## Segmentation data
■ ■ ■ ■ ■ ■ ■
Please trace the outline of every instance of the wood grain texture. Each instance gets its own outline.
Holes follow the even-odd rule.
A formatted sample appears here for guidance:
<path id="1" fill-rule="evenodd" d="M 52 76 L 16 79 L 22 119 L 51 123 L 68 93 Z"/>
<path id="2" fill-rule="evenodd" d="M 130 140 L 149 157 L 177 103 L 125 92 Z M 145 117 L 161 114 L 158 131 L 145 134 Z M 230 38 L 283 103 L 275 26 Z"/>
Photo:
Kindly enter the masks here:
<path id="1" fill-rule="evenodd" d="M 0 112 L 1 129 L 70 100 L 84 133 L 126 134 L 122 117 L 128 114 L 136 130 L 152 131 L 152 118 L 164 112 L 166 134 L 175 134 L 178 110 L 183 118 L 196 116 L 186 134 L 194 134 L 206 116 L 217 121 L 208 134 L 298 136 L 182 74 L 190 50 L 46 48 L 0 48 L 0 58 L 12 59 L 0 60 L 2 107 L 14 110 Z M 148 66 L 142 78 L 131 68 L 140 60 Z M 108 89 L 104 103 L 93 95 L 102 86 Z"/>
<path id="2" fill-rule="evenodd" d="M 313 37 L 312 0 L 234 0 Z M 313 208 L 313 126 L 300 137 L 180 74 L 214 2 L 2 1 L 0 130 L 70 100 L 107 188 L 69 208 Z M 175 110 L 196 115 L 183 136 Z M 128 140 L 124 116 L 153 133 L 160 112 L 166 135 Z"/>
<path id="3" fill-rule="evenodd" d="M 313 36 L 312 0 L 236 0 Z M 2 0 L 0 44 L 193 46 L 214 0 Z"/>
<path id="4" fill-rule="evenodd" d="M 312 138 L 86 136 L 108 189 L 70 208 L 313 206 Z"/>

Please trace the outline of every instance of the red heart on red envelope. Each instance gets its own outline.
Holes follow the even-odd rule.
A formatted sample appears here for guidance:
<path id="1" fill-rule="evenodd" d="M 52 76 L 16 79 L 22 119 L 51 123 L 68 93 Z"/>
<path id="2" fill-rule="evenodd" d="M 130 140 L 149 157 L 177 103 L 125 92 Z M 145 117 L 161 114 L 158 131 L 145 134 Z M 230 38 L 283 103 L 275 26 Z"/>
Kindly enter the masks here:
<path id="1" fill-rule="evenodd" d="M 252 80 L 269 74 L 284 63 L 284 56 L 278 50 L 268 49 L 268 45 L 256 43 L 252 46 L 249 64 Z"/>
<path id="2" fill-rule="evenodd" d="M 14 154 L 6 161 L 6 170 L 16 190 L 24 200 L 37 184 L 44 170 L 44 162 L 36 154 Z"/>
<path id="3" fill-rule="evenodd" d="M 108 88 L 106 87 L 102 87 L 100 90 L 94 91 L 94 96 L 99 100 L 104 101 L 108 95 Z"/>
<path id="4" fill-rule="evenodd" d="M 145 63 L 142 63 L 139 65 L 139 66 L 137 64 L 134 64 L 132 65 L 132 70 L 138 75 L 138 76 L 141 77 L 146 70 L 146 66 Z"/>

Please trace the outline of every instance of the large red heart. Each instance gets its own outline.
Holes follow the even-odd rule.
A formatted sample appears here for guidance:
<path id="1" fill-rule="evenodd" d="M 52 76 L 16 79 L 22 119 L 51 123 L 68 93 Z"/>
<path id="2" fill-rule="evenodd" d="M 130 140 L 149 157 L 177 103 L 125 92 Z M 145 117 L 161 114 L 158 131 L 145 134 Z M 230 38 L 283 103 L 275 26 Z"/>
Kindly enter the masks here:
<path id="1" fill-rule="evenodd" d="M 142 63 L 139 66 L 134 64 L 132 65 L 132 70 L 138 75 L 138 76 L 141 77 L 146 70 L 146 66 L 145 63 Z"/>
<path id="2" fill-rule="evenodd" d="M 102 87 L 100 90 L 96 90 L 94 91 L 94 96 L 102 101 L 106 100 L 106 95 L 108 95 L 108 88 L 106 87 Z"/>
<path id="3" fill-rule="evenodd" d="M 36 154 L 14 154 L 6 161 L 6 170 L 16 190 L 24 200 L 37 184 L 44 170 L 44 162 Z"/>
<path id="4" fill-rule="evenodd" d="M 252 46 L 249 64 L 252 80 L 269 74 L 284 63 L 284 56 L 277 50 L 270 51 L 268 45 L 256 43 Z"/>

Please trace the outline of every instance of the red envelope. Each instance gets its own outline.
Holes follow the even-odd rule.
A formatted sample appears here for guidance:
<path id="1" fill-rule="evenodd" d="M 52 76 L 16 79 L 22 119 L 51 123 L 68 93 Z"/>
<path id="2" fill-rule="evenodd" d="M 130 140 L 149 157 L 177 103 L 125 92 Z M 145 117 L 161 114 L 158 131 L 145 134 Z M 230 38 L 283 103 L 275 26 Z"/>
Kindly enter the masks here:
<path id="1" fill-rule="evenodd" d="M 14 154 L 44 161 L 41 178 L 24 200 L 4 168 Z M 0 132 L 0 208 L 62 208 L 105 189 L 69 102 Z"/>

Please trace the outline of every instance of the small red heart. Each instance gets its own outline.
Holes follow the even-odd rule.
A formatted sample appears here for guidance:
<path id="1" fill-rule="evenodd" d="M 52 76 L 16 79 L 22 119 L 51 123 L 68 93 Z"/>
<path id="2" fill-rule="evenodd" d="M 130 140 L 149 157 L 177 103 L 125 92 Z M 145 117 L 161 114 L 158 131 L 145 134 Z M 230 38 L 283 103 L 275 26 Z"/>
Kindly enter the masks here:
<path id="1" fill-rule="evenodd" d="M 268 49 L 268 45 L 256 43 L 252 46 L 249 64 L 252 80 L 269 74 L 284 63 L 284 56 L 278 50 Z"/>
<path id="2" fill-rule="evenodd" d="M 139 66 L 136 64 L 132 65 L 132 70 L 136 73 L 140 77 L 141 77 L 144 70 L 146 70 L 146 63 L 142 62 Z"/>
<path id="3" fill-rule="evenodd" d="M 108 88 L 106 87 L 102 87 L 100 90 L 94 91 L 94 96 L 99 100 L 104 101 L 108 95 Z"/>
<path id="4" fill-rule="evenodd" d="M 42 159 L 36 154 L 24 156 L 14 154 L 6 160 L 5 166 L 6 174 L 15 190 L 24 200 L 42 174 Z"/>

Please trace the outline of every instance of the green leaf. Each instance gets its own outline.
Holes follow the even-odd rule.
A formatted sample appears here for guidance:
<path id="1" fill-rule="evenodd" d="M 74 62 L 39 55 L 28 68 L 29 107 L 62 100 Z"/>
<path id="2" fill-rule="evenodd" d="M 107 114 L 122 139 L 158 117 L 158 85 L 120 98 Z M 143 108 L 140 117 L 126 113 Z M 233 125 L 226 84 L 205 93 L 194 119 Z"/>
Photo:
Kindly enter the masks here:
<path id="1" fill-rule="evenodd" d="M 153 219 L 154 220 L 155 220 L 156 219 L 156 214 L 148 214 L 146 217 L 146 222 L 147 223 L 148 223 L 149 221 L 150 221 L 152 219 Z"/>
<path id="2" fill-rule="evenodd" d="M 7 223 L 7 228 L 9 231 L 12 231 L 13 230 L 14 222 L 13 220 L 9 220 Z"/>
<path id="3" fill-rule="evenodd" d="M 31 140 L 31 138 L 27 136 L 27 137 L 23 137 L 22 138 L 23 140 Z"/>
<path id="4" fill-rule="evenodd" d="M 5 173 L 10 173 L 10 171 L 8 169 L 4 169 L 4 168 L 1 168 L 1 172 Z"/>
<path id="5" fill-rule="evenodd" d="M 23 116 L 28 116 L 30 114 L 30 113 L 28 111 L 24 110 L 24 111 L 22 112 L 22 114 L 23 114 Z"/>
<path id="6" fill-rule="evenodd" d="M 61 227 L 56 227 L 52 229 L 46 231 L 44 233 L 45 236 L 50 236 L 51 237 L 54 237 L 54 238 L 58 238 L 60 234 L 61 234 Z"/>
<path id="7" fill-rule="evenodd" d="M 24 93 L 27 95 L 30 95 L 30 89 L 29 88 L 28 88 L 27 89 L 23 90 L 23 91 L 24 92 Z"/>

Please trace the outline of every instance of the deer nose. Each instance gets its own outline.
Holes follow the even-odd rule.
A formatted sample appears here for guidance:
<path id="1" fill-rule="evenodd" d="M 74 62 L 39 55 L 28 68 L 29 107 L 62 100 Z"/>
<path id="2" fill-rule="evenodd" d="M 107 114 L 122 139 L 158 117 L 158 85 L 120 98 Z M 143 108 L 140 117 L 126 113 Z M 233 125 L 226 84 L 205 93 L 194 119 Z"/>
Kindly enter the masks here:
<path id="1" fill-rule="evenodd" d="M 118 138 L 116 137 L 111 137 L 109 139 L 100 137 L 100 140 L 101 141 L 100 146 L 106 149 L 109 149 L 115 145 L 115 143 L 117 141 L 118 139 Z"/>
■ ■ ■ ■ ■ ■ ■
## WORK TO COMPLETE
Reproduce verbatim everything in the listing from the line containing "Please trace the outline of every instance of the red envelope." down to the line containing "42 159 L 36", including both of those lines.

## PROBLEM SOLUTION
Please trace the outline of every instance of the red envelope. Each instance gets its own outline.
Holes follow the even-odd rule.
A formatted sample appears here for guidance:
<path id="1" fill-rule="evenodd" d="M 52 76 L 16 79 L 22 119 L 51 123 L 68 93 Z"/>
<path id="2" fill-rule="evenodd" d="M 130 140 L 149 157 L 177 103 L 125 92 Z M 145 117 L 161 114 L 158 131 L 145 134 Z M 230 38 L 283 103 L 275 26 Z"/>
Kindly enter the masks here:
<path id="1" fill-rule="evenodd" d="M 14 154 L 44 161 L 41 178 L 24 200 L 4 168 Z M 0 132 L 0 208 L 62 208 L 105 189 L 69 102 Z"/>

Please trace the outline of every instance of the small red heart. Each instance gets its own outline.
Holes follow the even-odd rule.
A formatted sample appears here for guidance:
<path id="1" fill-rule="evenodd" d="M 52 76 L 16 79 L 22 119 L 51 123 L 68 93 Z"/>
<path id="2" fill-rule="evenodd" d="M 130 140 L 149 157 L 177 103 L 125 92 Z M 145 117 L 161 114 L 158 131 L 145 134 Z M 230 38 L 283 103 L 275 26 Z"/>
Kindly enter the masks here:
<path id="1" fill-rule="evenodd" d="M 268 49 L 268 45 L 256 43 L 252 46 L 249 64 L 252 80 L 269 74 L 284 63 L 284 56 L 278 50 Z"/>
<path id="2" fill-rule="evenodd" d="M 139 66 L 136 64 L 132 65 L 132 70 L 136 73 L 140 77 L 141 77 L 144 70 L 146 70 L 146 63 L 142 62 Z"/>
<path id="3" fill-rule="evenodd" d="M 108 88 L 106 87 L 102 87 L 100 90 L 94 91 L 94 96 L 99 100 L 104 101 L 108 95 Z"/>
<path id="4" fill-rule="evenodd" d="M 42 159 L 36 154 L 24 156 L 14 154 L 6 160 L 5 166 L 6 174 L 15 190 L 24 200 L 42 174 Z"/>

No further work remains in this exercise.